Task prompt:
Would you copy only the lines below, beginning with the one that contains "Task: identify the white sneaker" and running through the last entry line?

## START Extracted records

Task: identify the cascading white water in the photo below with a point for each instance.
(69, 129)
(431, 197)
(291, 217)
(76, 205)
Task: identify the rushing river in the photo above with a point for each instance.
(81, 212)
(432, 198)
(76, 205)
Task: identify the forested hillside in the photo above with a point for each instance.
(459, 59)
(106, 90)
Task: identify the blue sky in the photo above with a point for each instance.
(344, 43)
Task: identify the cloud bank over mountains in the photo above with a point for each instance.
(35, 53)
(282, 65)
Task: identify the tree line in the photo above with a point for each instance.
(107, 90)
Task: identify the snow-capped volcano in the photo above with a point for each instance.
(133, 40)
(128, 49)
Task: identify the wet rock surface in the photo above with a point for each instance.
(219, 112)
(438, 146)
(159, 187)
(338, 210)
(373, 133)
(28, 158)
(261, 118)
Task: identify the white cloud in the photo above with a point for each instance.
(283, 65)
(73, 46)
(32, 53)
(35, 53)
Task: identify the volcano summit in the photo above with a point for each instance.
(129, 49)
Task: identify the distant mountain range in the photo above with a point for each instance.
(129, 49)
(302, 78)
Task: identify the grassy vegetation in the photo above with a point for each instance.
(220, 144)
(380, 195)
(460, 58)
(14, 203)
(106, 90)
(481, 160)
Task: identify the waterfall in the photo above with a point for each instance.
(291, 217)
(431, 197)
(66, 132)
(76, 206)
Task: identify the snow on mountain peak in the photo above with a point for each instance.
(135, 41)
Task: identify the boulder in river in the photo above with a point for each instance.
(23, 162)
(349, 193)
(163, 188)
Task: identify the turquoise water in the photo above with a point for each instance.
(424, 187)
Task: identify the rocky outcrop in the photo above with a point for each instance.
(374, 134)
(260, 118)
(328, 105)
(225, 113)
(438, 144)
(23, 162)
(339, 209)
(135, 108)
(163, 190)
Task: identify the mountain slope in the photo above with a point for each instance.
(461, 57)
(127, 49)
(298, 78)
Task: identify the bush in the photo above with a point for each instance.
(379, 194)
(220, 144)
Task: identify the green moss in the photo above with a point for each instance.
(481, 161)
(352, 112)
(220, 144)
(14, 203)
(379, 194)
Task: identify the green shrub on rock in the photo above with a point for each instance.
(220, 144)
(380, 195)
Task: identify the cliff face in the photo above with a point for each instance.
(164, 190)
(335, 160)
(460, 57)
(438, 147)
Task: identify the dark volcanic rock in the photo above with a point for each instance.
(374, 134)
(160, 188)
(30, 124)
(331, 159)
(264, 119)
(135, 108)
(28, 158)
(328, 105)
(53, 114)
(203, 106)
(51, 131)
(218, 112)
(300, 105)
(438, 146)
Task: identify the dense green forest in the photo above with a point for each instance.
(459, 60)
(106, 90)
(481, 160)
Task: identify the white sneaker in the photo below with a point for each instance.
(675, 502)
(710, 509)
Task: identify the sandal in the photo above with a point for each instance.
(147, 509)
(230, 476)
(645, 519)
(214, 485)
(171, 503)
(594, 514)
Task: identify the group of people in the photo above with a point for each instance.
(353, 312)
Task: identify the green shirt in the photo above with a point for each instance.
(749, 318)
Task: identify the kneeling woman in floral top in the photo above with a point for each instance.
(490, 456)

## END Extracted records

Response to the exercise:
Task: identify the white sneaker in the photo below with a point for each instance.
(675, 502)
(710, 509)
Task: identify the sandal in the photo above with a point for each instance.
(147, 509)
(230, 476)
(645, 519)
(214, 485)
(171, 503)
(594, 514)
Task: identify the group of people in the photo above with a point for each instance.
(353, 312)
Task: identify the green shirt in the photo above with a point for each instance.
(749, 318)
Task: identify the kneeling woman in floral top in the photo above with a point for each instance.
(490, 456)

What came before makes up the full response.